* **Task to carry out**
Only the lines with "tall" in the entries below belong in the answer; please copy them.
Start of Dataset entries
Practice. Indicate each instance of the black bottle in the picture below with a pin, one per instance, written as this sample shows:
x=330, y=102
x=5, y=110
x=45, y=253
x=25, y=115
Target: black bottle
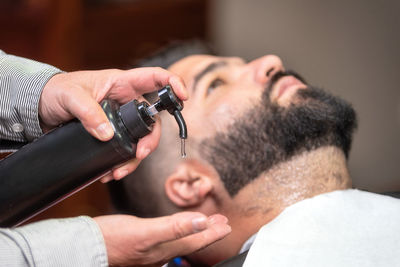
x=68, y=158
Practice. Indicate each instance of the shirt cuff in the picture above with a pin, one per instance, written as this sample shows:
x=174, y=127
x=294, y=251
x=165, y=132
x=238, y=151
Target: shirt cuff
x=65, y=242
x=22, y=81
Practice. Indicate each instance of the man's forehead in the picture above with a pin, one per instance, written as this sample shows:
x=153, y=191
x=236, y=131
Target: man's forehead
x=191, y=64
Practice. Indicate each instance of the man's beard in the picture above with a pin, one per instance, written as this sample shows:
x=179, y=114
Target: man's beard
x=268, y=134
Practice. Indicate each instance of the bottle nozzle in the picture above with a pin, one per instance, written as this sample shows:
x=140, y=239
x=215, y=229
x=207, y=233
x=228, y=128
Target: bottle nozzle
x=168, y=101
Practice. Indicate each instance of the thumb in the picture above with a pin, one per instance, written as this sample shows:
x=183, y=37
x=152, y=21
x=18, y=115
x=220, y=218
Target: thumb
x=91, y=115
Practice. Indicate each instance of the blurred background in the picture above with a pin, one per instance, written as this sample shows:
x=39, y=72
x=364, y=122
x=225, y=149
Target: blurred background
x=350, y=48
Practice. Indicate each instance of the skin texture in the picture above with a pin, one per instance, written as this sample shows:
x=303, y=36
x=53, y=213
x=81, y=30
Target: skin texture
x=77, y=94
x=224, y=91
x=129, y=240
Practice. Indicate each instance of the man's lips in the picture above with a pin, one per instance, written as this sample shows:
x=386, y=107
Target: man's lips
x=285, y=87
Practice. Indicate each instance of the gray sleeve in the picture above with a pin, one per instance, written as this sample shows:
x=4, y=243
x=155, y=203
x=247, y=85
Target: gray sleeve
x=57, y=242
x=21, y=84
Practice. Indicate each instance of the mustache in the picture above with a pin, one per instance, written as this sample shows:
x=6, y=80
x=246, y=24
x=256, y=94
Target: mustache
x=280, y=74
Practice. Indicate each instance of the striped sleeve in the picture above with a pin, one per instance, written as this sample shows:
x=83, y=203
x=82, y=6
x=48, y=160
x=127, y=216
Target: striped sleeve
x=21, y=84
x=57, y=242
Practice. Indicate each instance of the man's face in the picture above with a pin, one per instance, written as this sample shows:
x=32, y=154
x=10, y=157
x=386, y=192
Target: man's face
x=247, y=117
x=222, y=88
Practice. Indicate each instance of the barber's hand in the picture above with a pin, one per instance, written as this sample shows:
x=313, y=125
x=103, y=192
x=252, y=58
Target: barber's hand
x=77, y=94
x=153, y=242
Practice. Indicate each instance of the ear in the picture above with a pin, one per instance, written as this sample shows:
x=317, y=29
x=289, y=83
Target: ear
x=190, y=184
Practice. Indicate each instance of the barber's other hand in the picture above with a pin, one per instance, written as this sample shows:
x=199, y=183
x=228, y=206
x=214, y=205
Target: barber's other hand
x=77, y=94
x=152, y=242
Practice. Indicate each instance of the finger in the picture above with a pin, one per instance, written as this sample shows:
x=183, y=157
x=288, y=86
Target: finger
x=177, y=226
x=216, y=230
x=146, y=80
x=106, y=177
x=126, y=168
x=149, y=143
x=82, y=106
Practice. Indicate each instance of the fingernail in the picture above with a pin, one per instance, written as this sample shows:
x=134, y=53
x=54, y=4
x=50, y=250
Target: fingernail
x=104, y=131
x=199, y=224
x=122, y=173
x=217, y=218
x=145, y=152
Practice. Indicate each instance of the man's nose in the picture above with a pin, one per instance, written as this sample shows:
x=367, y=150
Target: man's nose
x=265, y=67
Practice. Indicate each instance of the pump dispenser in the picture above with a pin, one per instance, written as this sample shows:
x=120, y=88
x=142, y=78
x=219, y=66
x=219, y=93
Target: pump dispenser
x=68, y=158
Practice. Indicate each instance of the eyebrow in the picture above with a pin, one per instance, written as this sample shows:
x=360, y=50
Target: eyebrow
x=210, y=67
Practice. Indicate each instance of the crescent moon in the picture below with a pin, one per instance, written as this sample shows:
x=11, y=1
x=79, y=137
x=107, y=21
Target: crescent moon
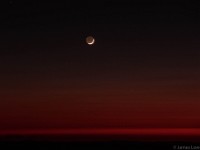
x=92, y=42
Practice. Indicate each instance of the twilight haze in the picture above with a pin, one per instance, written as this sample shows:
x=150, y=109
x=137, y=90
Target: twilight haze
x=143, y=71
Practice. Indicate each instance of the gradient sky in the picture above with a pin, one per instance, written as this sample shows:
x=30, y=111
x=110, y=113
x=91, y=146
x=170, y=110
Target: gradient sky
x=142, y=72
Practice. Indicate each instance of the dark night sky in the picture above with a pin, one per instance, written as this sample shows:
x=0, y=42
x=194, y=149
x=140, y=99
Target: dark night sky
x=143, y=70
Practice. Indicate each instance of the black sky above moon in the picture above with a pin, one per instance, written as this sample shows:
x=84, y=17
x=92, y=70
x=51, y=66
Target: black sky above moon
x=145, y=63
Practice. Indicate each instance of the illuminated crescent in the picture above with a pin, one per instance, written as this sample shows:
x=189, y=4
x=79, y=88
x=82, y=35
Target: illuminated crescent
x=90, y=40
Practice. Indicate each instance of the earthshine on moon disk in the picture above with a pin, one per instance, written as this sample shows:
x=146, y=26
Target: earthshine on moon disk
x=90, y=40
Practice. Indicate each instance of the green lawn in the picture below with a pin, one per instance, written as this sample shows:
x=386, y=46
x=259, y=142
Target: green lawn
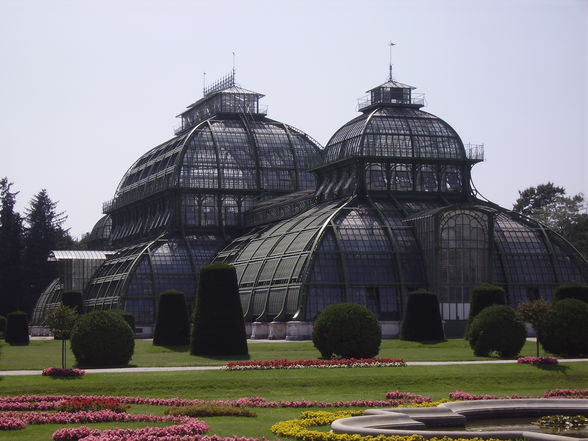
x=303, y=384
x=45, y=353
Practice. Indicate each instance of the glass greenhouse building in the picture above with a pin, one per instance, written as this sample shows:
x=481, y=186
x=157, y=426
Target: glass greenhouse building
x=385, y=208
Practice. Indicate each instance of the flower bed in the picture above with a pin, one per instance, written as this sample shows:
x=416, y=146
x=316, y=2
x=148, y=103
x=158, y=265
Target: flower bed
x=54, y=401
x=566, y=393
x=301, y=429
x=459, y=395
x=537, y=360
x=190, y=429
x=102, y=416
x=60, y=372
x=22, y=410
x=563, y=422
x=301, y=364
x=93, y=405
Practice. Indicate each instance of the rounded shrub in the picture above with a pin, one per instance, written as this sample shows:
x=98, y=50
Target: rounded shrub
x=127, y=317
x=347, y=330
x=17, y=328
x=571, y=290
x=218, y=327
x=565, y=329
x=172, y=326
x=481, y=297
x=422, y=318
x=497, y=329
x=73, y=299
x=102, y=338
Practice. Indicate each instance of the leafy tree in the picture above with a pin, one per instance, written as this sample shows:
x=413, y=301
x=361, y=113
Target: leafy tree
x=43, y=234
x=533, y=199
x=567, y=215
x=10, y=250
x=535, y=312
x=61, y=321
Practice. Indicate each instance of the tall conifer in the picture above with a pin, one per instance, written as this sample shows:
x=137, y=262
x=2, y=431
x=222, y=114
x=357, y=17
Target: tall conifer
End of Dataset entries
* **Exercise result**
Practice. Indicate each instance of the tall conifer in the picture above with a pin, one per instance, written as this sample shows:
Target: tall conifer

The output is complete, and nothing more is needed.